##### Excerpt

An attorney’s representation is multi-faceted, and in a criminal representation, an accused might have no complaint against his attorney even though he be found guilty. This is certainly the case where an attorney works out a favorable plea agreement or is able in trial to prevent a conviction of a crime carrying greater punitive measures than one of which the client is convicted (e.g., manslaughter as opposed to second-degree murder). It is therefore apparent that an attorney need not obtain a verdict of not guilty to render effective assistance of counsel.

Similarly, an attorney may be effective even if his client is convicted of all charges. Such a case may involve overwhelming evidence against the client, or it might simply belie a predispositive against the client on the part of a court or jury.

In Virginia, to successfully prosecute a legal malpractice suit, a plaintiff must prove, inter alia, that an attorney’s representation has proximately caused the plaintiff injury. Hendrix v. Daugherty, 249 Va. 540, 544, 457 S.E.2d 71, 74 (1995). The relevant inquiry, therefore, is not whether the client is convicted of a crime for which he is innocent, but whether the attorney neglected or breached a duty which caused some injury to the client. Id., 249 Va. at 544, 457 S.E.2d at 74. Because the attorney’s representation is multi-faceted, one part of the representation may cause injury to the client even though the rest of the representation does not. For example, a defense attorney who has carefully planned an excellent defense but fails to move to suppress highly damaging evidence which was illegally obtained has failed that part of the client’s representation. Although the evidence is highly probative of guilt, if not properly admissible, and ultimately its exclusion could lead to an acquittal or a dropping of charges, a successful and proper defense may never even reach the merits of a case.

While the extent of injury in this example is unclear, the attorney’s failure to move for suppression of the evidence is arguably the proximate cause of the injury received by the client. The injury is the worse position in which the client finds himself as a result of the introduction of the tainted evidence, and it is received without inquiry into the guilt or innocence of the client, and therefore, inferentially, despite the possible guilt of *310the client. If the existence of injury may be determined, even though the injury is not quantifiable, without inquiry into the guilt or innocence of the client, logically there is no reason to require a plaintiff to demonstrate his innocence or else be barred from recovery.

Proximate cause in such a case, however, is difficult to find. If the client is in fact guilty of the crime, then the client’s own actions arguably are the proximate cause of his injury (see Peeler v. Hughes & Luce, No. 94-0041, 1995 Tex. LEXIS 138, at *13 (1995)), whether or not the evidence is admitted. The requirement of a showing of innocence thus has a practical attraction because it settles the question of proximate cause. Innocence proves that the client’s own actions did not proximately cause his injury, and therefore, the attorney’s action or omission did.

##########

Directive A:
Can you rewrite the part of the legal malpractice excerpt that opens with the words "An attorney’s representation is" and closes with "assistance of counsel.", replacing "favorable" with "advantageous"?
Directive B:
According to the legal malpractice excerpt, what must a plaintiff in Virginia prove about the attorney's representation to prosecute a legal malpractice suit?

##### Given data

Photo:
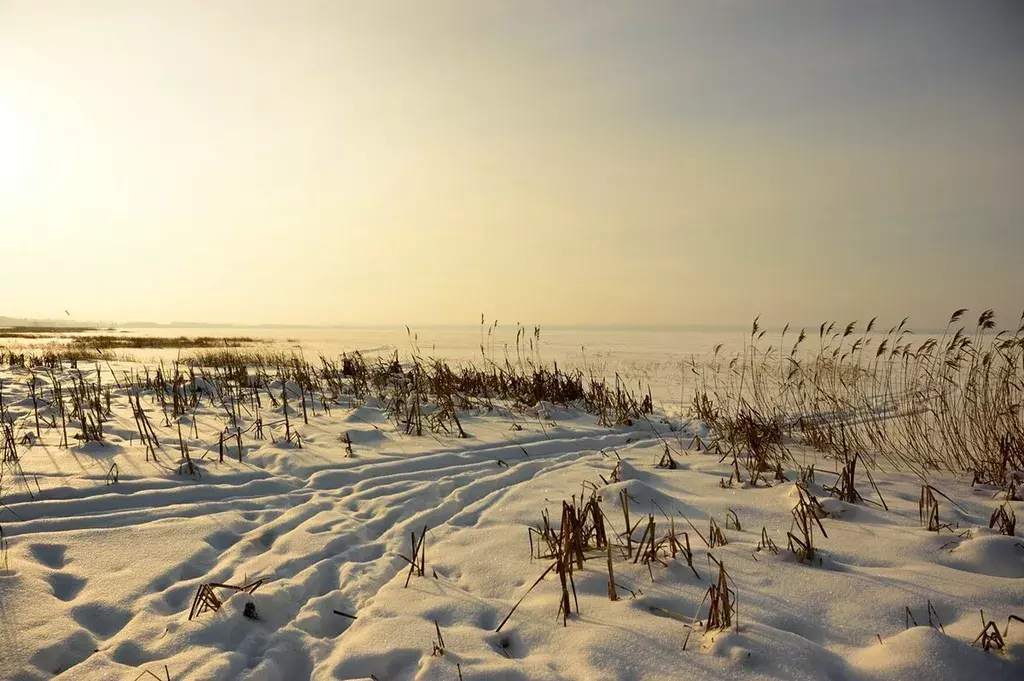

##########

Complete answer A:
An attorney’s representation is multi-faceted, and in a criminal representation, an accused might have no complaint against his attorney even though he be found guilty. This is certainly the case where an attorney works out a advantageous plea agreement or is able in trial to prevent a conviction of a crime carrying greater punitive measures than one of which the client is convicted (e.g., manslaughter as opposed to second-degree murder). It is therefore apparent that an attorney need not obtain a verdict of not guilty to render effective assistance of counsel.

Complete answer B:
The plaintiff must prove that the attorney's representation proximately caused the plaintiff injury.